Rewrite the listing as a numbered list, starting from its first line and ending after the line that contains "(1045, 347)". Leave out any blank lines.

•••••

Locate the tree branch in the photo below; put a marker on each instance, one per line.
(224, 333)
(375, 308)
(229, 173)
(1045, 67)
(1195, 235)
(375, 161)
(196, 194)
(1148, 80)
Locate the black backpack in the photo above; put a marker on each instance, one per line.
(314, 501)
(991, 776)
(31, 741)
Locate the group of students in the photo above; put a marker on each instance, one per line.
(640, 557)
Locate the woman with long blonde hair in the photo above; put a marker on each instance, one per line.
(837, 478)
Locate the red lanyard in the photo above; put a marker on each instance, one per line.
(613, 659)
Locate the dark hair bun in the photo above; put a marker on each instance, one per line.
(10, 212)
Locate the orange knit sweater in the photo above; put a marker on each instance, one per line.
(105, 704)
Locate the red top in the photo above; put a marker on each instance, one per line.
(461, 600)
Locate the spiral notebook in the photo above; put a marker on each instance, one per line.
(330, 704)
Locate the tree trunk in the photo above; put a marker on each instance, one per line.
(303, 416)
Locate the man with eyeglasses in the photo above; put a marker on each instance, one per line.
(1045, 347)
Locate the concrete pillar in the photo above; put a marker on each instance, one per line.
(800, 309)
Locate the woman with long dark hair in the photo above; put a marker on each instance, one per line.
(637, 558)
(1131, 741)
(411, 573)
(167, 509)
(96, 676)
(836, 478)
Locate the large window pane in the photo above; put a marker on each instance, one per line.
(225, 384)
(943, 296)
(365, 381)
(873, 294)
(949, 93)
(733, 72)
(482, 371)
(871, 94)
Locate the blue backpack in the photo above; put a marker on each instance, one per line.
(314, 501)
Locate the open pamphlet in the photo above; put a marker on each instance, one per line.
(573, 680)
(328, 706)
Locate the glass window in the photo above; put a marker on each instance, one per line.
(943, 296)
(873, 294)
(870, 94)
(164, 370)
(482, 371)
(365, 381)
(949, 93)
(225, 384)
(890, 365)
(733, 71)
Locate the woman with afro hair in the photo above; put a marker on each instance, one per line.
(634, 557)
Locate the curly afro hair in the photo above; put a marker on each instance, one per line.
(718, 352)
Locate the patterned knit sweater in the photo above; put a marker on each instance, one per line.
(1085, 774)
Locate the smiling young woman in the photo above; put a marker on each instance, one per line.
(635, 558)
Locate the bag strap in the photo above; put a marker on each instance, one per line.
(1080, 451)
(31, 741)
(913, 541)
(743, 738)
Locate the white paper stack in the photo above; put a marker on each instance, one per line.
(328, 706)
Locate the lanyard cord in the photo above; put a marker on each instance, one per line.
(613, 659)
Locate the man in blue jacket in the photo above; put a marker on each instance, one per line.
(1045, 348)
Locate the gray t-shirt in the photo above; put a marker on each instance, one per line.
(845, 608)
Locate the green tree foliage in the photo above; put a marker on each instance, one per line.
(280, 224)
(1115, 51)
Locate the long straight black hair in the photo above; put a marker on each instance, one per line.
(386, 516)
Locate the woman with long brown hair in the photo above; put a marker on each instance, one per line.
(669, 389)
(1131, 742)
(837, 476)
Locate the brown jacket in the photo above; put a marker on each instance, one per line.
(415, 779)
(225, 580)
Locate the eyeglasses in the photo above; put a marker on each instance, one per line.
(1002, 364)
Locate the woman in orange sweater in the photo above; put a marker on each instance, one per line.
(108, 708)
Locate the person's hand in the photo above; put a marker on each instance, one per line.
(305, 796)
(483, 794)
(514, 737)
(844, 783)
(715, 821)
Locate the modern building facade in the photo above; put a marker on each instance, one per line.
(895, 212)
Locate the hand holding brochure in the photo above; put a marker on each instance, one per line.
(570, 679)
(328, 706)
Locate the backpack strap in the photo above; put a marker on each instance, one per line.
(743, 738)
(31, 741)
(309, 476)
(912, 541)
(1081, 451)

•••••

*WRITTEN RESPONSE:*
1. Locate the tree branch in the photo below; put a marker on each instance, one per line.
2. (224, 333)
3. (375, 308)
4. (229, 173)
5. (1045, 67)
6. (1195, 235)
7. (375, 161)
8. (196, 194)
9. (1148, 80)
10. Locate the black backpack in the photo above; put a marker on each instance, one per line.
11. (314, 501)
12. (991, 776)
13. (31, 741)
14. Locate the group of students in the photo above; put a marker on each instance, one per line.
15. (640, 557)
16. Locate the woman with long blonde hair in the photo above; put a marker on each instance, one per line.
17. (837, 478)
18. Locate the red lanyard in the photo above; put a marker on each instance, one per line.
19. (613, 659)
20. Locate the dark hair bun in the photo above; put a marker on each instance, one per line.
21. (10, 212)
22. Locate the orange knit sweater in the photo above; put a marker on each instance, one per line.
23. (105, 704)
24. Locate the red top in the photo above; put a marker on each instance, one per line.
25. (461, 600)
26. Locate the spiral notebook in the photo above; put a marker on each instance, one per line.
27. (330, 704)
28. Locate the tree trunk in the photo above; put a marker on each instance, one per line.
29. (303, 416)
30. Locate the man with eyeglasses in the photo above; put a marker on each instance, one per line.
31. (1045, 347)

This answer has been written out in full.